Estratto
(Foto Ansa: Cristiana Capotondi nel ruolo di Chiara Lubich nel film diretto da Giacomo Campiotti)
«Uno dei mali della nostra società è che siamo troppo concentrati sul nostro piccolo mondo e non sappiamo guardare fuori con uno sguardo che comprenda tutti. Su questo mi sento molto vicina al pensiero di Chiara Lubich, una donna che anche oggi avrebbe moltissimo da dire a tutti noi, credenti e laici». Una citazione non casuale quella di Cristiana Capotondi, l’attrice romana che ha da poco finito di interpretare la figura della fondatrice del Movimento dei Focolari, realtà di rinnovamento spirituale presente in 180 Paesi con oltre due milioni di aderenti. In occasione del centenario della sua nascita (Trento, 22 gennaio 1920) andrà in onda il 3 gennaio, su Rai 1, il Tv-movie di Giacomo Campiotti Chiara Lubich.

Esercizi proposti
a. Estragga dall'estratto sul film dedicato a Chiara Lubich il passo compreso tra "(Foto Ansa: Cristiana" e "Campiotti Chiara Lubich.", entrambi inclusi.
b. Prosegua l'estratto sul film dedicato a Chiara Lubich, riprendendo subito dopo la sua ultima frase.

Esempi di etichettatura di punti
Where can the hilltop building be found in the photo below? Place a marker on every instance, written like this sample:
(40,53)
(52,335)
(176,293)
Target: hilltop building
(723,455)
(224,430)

Risposte agli esercizi
a.
(Foto Ansa: Cristiana Capotondi nel ruolo di Chiara Lubich nel film diretto da Giacomo Campiotti)
«Uno dei mali della nostra società è che siamo troppo concentrati sul nostro piccolo mondo e non sappiamo guardare fuori con uno sguardo che comprenda tutti. Su questo mi sento molto vicina al pensiero di Chiara Lubich, una donna che anche oggi avrebbe moltissimo da dire a tutti noi, credenti e laici». Una citazione non casuale quella di Cristiana Capotondi, l’attrice romana che ha da poco finito di interpretare la figura della fondatrice del Movimento dei Focolari, realtà di rinnovamento spirituale presente in 180 Paesi con oltre due milioni di aderenti. In occasione del centenario della sua nascita (Trento, 22 gennaio 1920) andrà in onda il 3 gennaio, su Rai 1, il Tv-movie di Giacomo Campiotti Chiara Lubich.

b.
«Il film parte dal 1943, quando Chiara, maestrina ventitreenne, vive l’esperienza traumatica del bombardamento alleato su Trento e decide con un gruppo di coetanee di fare qualcosa per lenire il dolore e le sofferenze dei suoi concittadini. Perfettamente cosciente di cosa significhino le ferite della guerra nelle esistenze di quelle famiglie, cerca di unire risorse e persone per portare amore e sostegno, in nome del Vangelo», spiega l’attrice. Una pagina particolare della Seconda guerra, quindi, ormai distante nel tempo e per i nostri vissuti. «Ma quei sentimenti, quelle volontà sono trasferibili alla nostra epoca, fortunatamente meno violenta, ma non meno bisognosa di conforto, di ascolto e soprattutto di unità di intenti. È proprio il pensiero ecumenico il tratto di Chiara che mi ha maggiormente impressionato».
«Ut unum sint», che tutti siano uno, è infatti il versetto evangelico che è diventato programma di vita della Lubich.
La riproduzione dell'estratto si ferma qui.